> **Ausgangstext**:
====

# taz.de -- Auslieferungsgesetz in Hongkong: Ausschreitungen nach Großdemo
       
       > Die größte Demonstration seit drei Jahrzehnten endet in der Nacht in
       > Gewalt. Der Protest richtet sich gegen geplante Auslieferungen nach
       > China.
       
 (IMG) Bild: Die Demonstrationen in Hongkong erinnern an die „Regenschirm“-Proteste von 2014
       
       Hongkong dpa/ap | Nach der Großdemonstration von rund einer Million
       Menschen in [1][Hongkong gegen geplante Auslieferungen] an China ist es in
       der Nacht zum Montag zu Ausschreitungen gekommen. Es gab Verletzte und
       Festnahmen. Nachdem sich der friedliche Massenprotest am Sonntagabend
       aufgelöst hatte, versuchten einige hundert Demonstranten gegen Mitternacht,
       Absperrgitter einzureißen und den Legislativrat und Regierungssitz zu
       stürmen. Polizisten gingen mit Schlagstöcken und Pfefferspray vor.
       
       Zuvor war die Demonstration am Sonntag friedlich geblieben. Nach Angaben
       der Organisatoren waren rund eine Million Menschen gegen das geplante
       Auslieferungsgesetz auf die Straße gegangen. Es war die größte
       Demonstration in Hongkong seit den Protesten vor 30 Jahren gegen die
       [2][blutige Niederschlagung der Demokratiebewegung] am 4. Juni 1989 in
       Peking.

====

> **Vorliegende Einträge**:
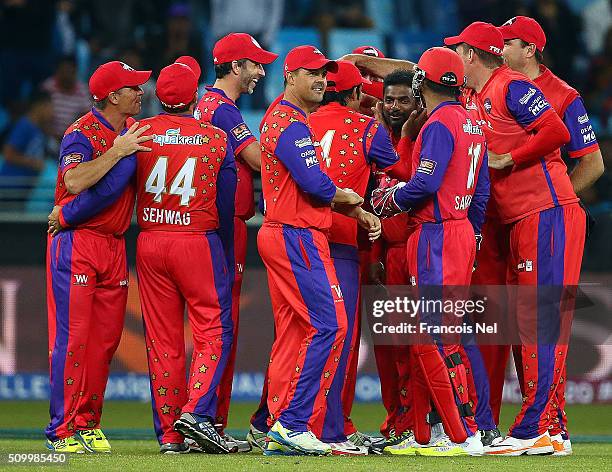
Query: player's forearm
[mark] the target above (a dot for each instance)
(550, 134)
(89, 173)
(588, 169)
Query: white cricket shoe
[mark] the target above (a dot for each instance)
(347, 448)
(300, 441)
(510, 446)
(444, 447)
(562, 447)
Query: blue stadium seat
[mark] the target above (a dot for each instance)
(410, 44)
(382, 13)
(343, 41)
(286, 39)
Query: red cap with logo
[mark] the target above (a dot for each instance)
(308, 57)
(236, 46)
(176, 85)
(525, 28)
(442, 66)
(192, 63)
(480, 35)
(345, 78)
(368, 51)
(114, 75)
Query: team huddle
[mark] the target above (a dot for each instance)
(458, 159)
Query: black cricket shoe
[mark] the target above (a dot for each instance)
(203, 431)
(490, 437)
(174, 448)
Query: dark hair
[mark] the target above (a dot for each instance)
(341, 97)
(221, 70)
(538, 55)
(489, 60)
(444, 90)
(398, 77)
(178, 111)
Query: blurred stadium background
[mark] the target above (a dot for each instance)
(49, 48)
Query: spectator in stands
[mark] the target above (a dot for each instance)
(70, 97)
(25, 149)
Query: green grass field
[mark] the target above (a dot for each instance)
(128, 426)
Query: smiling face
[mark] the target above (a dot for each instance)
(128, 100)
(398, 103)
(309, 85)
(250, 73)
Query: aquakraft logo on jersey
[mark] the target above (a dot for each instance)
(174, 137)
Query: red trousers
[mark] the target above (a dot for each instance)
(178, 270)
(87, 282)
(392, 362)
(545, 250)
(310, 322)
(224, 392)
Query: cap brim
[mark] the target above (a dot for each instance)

====

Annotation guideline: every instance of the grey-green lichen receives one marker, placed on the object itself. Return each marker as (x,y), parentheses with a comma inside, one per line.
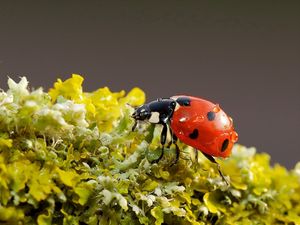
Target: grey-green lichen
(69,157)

====

> **Aufgaben**:
1. Womit gingen die Polizisten laut dem Bericht über die Proteste in Hongkong gegen die Demonstranten vor?
2. Führen Sie den Bericht über die Proteste in Hongkong im Anschluss an seinen letzten Satz weiter.

> **Antworten in Reihenfolge**:
1. Mit Schlagstöcken und Pfefferspray.

2.
       
       Das kontroverse Gesetz würde Hongkongs Behörden erlauben, auf Ersuchen
       chinesischer Stellen verdächtigte Personen an die kommunistische
       Volksrepublik auszuliefern. Kritiker argumentieren aber, dass Chinas
       Justizsystem nicht unabhängig sei, internationalen Standards nicht
       entspreche und politisch Andersdenkende verfolge. Auch drohten Folter und
       Misshandlungen. Das Gesetz wurde als „Werkzeug zur Einschüchterung“ in
       Hongkong beschrieben.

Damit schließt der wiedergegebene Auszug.